__Records__:
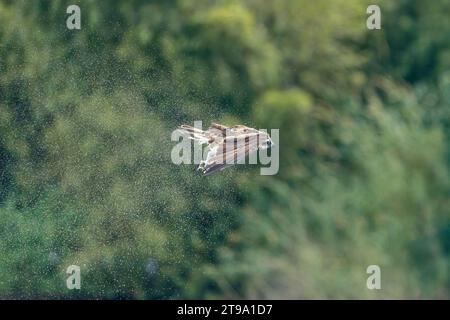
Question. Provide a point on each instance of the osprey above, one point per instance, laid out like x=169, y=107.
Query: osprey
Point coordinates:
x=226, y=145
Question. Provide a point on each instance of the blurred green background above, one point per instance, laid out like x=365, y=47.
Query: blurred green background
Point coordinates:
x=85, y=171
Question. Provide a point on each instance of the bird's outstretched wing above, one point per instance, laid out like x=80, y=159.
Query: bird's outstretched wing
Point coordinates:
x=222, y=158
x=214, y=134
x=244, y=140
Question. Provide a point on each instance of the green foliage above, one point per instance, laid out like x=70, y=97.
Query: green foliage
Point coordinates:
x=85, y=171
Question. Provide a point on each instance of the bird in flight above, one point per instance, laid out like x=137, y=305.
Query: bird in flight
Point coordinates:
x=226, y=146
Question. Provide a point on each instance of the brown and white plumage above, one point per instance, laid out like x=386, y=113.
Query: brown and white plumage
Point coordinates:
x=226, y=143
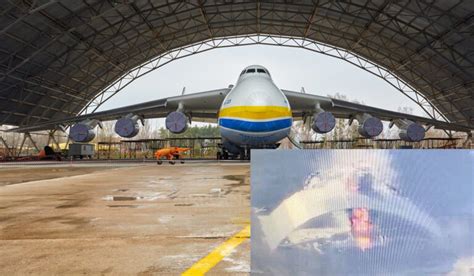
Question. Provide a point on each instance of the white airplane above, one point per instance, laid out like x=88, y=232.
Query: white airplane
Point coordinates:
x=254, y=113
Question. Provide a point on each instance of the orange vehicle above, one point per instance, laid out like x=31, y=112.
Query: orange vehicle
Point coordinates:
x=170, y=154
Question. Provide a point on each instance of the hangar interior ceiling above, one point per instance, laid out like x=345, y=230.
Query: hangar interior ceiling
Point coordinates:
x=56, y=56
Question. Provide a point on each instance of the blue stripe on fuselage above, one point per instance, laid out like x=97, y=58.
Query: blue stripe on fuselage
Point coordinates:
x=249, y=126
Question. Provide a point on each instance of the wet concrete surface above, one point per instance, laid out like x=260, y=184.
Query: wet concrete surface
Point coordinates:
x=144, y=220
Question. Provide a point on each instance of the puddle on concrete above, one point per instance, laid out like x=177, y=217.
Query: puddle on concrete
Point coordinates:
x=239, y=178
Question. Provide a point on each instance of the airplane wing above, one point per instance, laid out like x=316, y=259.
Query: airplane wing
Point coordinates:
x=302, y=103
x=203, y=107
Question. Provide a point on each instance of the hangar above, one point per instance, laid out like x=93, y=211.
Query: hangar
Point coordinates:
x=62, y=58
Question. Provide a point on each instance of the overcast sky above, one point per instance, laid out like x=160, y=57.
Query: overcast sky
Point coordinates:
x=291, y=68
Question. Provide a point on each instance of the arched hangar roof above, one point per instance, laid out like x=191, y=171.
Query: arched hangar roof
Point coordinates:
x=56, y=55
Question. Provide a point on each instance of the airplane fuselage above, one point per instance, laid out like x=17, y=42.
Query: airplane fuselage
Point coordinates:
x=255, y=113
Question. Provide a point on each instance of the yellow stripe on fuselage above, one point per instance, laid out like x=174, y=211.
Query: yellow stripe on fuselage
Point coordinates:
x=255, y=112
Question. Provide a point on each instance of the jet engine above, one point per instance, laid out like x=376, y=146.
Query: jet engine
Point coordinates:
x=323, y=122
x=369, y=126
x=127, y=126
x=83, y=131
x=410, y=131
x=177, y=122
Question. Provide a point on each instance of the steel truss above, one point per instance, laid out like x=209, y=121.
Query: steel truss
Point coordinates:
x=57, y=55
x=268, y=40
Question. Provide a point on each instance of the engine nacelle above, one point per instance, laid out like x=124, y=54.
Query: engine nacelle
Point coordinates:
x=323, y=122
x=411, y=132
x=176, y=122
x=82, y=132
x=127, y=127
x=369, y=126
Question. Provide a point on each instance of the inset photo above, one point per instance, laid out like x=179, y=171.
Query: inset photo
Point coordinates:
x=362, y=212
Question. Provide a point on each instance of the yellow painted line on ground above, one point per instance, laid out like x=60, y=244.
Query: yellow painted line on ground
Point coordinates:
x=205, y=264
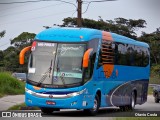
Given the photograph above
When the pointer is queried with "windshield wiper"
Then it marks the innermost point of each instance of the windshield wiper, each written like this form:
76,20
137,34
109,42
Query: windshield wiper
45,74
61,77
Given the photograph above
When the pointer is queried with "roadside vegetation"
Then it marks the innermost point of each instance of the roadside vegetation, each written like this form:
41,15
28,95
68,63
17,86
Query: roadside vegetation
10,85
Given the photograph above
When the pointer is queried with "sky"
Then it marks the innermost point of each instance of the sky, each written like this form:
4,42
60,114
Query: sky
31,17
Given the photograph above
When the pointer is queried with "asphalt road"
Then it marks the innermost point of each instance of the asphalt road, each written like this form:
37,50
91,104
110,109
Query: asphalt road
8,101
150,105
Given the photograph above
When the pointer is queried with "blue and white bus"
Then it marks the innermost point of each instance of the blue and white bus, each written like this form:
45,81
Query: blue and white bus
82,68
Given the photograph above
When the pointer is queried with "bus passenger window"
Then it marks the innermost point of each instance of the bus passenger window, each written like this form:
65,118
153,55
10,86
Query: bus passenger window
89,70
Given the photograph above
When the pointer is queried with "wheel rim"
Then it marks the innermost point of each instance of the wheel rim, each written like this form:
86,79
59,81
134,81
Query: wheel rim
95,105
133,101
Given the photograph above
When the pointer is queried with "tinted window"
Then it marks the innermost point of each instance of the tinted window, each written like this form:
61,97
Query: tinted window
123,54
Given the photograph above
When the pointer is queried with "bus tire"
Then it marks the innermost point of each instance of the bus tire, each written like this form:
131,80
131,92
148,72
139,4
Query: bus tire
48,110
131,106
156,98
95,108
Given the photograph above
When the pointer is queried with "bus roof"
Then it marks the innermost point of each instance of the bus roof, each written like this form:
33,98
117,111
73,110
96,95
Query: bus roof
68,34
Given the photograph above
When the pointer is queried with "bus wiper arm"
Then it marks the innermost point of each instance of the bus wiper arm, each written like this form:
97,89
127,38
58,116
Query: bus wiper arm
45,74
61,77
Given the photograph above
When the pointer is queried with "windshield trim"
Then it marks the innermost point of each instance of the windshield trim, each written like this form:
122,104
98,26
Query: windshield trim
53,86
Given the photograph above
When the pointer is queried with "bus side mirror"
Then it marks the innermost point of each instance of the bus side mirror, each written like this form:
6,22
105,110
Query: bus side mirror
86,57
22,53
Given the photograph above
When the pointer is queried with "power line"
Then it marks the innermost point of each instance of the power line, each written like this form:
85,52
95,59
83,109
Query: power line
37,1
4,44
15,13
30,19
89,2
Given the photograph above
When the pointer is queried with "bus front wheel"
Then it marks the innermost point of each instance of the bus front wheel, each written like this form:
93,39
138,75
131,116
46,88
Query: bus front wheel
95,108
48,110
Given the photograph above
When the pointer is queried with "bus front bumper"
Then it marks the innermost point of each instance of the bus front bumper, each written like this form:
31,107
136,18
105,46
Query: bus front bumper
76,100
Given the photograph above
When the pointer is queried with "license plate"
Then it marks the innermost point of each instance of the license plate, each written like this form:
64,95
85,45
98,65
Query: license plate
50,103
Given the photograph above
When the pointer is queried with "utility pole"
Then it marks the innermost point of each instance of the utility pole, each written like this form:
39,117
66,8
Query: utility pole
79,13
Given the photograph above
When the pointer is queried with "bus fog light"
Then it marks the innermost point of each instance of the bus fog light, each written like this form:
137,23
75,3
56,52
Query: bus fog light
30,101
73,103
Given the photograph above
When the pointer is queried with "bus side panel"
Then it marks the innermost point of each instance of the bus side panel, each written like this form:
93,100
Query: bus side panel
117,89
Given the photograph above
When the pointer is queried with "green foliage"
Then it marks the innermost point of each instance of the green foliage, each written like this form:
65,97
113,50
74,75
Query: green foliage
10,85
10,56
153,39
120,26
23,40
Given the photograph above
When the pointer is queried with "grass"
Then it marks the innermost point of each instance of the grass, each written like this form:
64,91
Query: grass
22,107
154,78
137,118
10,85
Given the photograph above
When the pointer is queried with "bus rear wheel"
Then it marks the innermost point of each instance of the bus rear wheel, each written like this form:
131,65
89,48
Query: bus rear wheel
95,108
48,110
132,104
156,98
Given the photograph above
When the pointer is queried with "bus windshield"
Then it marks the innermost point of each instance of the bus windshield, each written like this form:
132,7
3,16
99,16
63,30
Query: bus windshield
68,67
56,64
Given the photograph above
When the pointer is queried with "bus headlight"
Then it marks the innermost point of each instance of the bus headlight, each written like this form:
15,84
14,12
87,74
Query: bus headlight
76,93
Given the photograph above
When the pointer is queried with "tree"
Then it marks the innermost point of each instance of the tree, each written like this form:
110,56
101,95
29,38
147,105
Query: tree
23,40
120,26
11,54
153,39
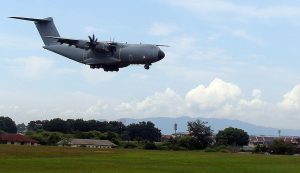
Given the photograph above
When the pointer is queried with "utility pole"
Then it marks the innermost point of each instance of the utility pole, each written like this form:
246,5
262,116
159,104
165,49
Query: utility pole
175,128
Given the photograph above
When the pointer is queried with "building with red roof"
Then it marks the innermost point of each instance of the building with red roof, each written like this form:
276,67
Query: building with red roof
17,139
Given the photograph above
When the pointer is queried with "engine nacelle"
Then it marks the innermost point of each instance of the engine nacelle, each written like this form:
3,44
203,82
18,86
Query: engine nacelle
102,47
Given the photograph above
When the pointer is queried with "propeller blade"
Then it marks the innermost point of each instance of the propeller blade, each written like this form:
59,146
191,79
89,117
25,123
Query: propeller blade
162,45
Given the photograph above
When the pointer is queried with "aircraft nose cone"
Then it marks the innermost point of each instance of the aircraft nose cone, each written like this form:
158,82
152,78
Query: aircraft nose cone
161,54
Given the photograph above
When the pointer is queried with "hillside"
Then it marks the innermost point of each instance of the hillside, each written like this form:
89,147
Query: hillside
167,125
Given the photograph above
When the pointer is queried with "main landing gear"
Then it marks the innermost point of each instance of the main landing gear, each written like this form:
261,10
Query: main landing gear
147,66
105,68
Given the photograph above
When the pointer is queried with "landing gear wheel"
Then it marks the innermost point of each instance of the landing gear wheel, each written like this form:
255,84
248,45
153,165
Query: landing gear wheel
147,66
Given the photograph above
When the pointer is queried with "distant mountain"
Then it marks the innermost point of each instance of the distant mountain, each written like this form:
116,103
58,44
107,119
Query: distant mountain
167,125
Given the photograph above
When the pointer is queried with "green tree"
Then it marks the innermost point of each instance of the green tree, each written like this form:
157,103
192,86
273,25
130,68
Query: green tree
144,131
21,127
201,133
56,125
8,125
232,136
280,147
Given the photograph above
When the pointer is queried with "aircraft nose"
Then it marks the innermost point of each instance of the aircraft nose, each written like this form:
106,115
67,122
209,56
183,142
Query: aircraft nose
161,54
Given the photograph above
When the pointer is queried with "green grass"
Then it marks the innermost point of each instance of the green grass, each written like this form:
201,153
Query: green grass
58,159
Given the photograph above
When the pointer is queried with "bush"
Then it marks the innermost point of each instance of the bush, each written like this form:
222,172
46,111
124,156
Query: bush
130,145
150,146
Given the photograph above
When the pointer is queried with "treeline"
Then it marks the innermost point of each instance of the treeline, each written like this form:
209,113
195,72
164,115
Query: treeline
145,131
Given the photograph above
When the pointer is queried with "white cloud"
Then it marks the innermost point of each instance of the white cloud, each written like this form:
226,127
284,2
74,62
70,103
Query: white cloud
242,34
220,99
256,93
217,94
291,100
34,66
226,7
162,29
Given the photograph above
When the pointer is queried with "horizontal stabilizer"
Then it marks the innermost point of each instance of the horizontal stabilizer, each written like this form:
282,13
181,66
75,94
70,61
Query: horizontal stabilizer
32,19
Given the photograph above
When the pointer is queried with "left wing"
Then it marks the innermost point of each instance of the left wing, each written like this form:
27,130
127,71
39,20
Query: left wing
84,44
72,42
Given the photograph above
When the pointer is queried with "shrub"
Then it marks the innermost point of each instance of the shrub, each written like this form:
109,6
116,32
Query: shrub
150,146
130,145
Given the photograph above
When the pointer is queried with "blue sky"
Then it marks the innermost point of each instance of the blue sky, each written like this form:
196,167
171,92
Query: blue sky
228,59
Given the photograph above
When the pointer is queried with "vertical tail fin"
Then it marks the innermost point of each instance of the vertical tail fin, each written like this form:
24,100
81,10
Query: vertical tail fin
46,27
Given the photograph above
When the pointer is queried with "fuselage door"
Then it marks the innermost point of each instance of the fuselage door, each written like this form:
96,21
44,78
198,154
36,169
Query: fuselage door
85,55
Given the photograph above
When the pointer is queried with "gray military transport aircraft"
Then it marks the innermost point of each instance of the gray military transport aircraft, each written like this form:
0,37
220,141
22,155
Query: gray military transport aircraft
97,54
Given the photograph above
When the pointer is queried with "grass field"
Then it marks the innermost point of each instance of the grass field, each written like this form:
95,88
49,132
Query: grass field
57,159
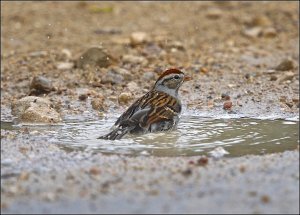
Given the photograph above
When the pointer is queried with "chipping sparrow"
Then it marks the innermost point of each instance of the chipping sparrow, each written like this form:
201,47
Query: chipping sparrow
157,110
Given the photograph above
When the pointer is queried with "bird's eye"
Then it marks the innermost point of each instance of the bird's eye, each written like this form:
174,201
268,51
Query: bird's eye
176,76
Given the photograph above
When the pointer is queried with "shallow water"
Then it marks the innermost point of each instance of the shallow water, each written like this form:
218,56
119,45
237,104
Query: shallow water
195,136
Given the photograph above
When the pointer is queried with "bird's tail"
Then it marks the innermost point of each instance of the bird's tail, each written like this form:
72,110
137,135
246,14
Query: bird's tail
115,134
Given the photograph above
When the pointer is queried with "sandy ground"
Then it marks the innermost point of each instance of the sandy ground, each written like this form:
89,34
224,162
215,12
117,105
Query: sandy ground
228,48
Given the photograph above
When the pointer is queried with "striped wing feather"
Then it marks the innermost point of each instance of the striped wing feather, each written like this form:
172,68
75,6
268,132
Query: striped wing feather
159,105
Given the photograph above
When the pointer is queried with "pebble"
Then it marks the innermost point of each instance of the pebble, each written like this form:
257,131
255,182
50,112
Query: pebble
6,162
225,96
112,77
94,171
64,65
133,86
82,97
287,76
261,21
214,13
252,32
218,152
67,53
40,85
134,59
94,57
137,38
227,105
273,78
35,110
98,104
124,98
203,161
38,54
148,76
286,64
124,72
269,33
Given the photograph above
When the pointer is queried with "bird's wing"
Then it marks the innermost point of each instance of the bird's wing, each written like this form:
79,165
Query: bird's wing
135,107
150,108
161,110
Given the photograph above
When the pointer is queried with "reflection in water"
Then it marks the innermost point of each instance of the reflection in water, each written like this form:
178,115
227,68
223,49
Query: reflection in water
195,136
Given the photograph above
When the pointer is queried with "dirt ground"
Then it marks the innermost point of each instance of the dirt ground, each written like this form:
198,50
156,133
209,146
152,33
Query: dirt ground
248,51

__Work to be completed__:
What is the number of lines in the listing that include "background"? Answer with that number only.

__Answer to this task__:
2